**Excerpt provided:**
=== Section Start ===

# How long can I expect to wait for my ad banner to be aproved?



## nekoheehee (Feb 11, 2012)

About a month ago I sent a banner to advertising@furaffinity.net with the address to my fiances FA and a description of the link, which was he FA. I've done what I was suppose to and have my money waiting, but FA has yet to get back to me, even with an automated quick email saying "we've received you're banner and are reviewing it". I sent a second email at the 3 week mark, just to confirm that they got it and are reviewing it. Still no word back. How long can I expect to wait to get any word back?

I followed the instructions here, if anyone can see anything I might have done wrong, please let me know:
http://help.furaffinity.net/article/AA-00210/0/Advertising.html

For anyone who's used the ad program with FA, how long did it take for them to get back to you? and did you get a confirmation email at all?


Thanks,
Nekoheehee


----------



## Accountability (Feb 11, 2012)

Oh look, it's this thread again.

It seems to take until someone posts a thread like this.


----------



## Devious Bane (Feb 11, 2012)

nekoheehee said:


> For anyone who's used the ad program with FA, how long did it take for them to get back to you? and did you get a confirmation email at all?


Word of mouth, longest it took someone was 2 years and they totally forgot about it at that point.


----------



## nekoheehee (Feb 11, 2012)

Anyone one who has actually used the ad service have some input? I know FA isn't the run too smoothly, but 2 years seems a little out there.


----------



## Kesteh (Feb 12, 2012)

FA has an ad program?


----------



## Devious Bane (Feb 12, 2012)

Kinda hard to notice when you consistently run Adblock Plus or something like it.


----------



## Kesteh (Feb 12, 2012)

Even without AbP, I will still say "FA has an ad program?"


----------



## zachhart12 (Feb 12, 2012)

Lololol 2 years?!?!


----------



## nekoheehee (Feb 12, 2012)

Kesteh said:


> Even without AbP, I will still say "FA has an ad program?"



Top and bottom of most pages, banners that link you to other peoples pages/websites. I've turned ABP off on FA because their ads of things I might actually want to see. A few people have gotten watches from me due to their ads.


----------



## Summercat (Feb 12, 2012)

=== Section End ===

Dataset entries

=== Section Start ===

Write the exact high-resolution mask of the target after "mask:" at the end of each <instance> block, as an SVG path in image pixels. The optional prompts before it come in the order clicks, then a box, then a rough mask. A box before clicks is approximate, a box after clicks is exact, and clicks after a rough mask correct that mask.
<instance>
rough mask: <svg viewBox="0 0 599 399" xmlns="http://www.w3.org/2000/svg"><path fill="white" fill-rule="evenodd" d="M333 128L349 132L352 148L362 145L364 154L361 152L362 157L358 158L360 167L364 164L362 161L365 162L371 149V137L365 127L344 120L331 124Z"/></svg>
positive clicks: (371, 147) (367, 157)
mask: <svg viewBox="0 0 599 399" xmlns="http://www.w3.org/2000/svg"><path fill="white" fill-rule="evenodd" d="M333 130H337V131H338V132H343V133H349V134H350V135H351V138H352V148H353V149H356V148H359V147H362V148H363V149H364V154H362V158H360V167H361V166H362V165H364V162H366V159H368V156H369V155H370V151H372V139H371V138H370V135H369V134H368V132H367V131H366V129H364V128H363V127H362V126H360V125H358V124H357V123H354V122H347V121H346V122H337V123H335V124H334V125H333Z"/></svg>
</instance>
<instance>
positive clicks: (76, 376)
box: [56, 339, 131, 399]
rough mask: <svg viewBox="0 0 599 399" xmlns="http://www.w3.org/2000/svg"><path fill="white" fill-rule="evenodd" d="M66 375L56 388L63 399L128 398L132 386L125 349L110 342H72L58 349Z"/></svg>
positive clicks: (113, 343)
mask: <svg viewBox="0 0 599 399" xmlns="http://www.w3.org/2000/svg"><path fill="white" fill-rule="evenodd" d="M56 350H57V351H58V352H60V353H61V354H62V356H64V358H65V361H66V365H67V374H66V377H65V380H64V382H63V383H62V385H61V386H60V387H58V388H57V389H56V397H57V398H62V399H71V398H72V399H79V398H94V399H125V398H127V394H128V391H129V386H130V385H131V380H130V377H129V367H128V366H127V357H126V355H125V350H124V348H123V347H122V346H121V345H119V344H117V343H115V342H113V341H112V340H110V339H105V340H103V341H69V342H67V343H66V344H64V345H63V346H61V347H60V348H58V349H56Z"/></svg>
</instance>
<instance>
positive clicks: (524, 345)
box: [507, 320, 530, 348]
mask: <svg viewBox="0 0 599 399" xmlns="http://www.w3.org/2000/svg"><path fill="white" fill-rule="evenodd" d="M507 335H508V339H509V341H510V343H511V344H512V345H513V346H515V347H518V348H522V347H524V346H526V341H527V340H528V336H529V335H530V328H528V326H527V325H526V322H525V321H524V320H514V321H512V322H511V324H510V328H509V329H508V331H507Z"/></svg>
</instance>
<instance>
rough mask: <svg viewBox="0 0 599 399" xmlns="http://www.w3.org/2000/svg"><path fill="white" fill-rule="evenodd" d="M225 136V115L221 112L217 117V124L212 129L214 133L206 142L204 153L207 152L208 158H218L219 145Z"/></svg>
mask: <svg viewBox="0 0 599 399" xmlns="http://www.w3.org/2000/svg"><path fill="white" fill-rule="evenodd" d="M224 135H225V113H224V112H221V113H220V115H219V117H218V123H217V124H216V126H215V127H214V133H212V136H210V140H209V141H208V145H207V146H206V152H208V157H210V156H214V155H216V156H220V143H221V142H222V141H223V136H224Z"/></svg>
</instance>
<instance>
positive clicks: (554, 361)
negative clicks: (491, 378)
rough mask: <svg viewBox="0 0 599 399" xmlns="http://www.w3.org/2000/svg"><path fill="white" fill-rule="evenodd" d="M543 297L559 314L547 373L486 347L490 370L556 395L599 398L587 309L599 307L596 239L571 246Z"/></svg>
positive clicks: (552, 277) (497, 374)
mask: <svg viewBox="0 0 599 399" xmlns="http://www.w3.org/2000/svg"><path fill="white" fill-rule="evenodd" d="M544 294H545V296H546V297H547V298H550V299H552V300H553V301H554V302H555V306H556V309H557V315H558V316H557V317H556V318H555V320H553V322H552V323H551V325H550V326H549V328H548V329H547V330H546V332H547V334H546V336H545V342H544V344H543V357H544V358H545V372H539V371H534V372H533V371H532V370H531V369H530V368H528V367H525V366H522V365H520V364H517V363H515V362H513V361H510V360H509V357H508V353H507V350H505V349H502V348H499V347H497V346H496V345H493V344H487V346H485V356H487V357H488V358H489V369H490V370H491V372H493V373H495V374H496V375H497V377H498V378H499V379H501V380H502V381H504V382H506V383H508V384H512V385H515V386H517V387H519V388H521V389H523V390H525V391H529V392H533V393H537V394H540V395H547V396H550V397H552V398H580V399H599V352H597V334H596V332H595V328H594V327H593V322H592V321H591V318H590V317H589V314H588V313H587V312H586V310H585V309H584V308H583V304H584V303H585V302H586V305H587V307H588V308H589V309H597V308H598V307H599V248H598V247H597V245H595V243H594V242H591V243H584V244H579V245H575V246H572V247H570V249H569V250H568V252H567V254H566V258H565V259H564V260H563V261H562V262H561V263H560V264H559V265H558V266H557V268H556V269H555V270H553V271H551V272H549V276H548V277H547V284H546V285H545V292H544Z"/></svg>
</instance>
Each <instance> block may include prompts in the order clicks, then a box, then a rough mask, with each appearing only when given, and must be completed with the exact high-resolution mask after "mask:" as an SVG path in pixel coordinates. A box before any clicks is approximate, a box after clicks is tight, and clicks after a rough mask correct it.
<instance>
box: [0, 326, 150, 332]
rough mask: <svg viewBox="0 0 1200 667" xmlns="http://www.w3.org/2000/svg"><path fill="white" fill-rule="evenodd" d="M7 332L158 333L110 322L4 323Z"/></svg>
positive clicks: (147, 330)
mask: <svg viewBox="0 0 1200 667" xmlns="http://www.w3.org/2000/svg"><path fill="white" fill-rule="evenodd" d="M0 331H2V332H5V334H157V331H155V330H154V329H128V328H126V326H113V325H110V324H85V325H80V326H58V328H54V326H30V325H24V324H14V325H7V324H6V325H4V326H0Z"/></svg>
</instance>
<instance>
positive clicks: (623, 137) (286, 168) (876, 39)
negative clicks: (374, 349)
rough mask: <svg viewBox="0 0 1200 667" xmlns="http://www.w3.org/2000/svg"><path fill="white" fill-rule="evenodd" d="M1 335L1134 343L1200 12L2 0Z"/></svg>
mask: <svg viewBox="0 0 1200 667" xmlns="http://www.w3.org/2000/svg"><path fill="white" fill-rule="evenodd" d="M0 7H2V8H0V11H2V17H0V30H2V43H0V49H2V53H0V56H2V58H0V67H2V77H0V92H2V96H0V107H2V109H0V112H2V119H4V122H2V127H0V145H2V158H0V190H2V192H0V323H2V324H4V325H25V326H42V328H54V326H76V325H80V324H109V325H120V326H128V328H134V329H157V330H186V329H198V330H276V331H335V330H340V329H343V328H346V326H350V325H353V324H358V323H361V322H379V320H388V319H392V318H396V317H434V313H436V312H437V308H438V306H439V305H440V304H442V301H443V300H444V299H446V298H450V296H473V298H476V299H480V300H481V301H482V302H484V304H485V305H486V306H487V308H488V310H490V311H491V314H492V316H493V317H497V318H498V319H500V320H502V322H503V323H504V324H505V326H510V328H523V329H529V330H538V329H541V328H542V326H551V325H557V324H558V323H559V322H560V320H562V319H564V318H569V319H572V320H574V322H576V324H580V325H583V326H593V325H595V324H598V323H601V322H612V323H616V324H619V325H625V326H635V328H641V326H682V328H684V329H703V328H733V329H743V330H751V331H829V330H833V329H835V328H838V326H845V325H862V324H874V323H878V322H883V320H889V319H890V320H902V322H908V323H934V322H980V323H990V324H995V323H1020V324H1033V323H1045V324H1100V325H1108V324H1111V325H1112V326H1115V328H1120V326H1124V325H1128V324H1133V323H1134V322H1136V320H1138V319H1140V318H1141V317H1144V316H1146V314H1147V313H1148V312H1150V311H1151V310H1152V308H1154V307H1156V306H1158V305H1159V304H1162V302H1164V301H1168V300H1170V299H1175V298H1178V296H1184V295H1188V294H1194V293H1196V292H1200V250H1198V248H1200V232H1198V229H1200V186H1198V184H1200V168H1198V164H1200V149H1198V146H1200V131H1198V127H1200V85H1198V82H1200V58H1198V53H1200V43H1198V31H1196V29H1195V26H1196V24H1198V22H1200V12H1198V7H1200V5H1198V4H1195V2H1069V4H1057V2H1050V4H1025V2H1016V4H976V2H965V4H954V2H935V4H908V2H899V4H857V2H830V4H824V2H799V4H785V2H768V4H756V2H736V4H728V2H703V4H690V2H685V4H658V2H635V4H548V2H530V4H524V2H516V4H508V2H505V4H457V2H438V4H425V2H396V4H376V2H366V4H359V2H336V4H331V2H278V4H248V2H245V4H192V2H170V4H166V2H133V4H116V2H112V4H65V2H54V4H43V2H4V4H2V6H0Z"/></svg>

=== Section End ===

**List of tasks:**
**a.** Summarize the forum thread on waiting for ad banner approval in two sentences.
**b.** Print the passage from the forum thread on ad banner approval, starting with "About a month" and going on through "any word back?".

**Results for the exercise:**
**a.** A user says they sent an ad banner to FA's advertising address about a month earlier and followed up at the three-week mark, but has received no reply, not even an automated confirmation, and asks how long to expect to wait. One reply cites word of mouth that the longest wait was two years, another user asks whether FA has an ad program at all, and the original poster explains that the banners appear at the top and bottom of most pages and link to other people's pages or websites.

**b.**
About a month ago I sent a banner to advertising@furaffinity.net with the address to my fiances FA and a description of the link, which was he FA. I've done what I was suppose to and have my money waiting, but FA has yet to get back to me, even with an automated quick email saying "we've received you're banner and are reviewing it". I sent a second email at the 3 week mark, just to confirm that they got it and are reviewing it. Still no word back. How long can I expect to wait to get any word back?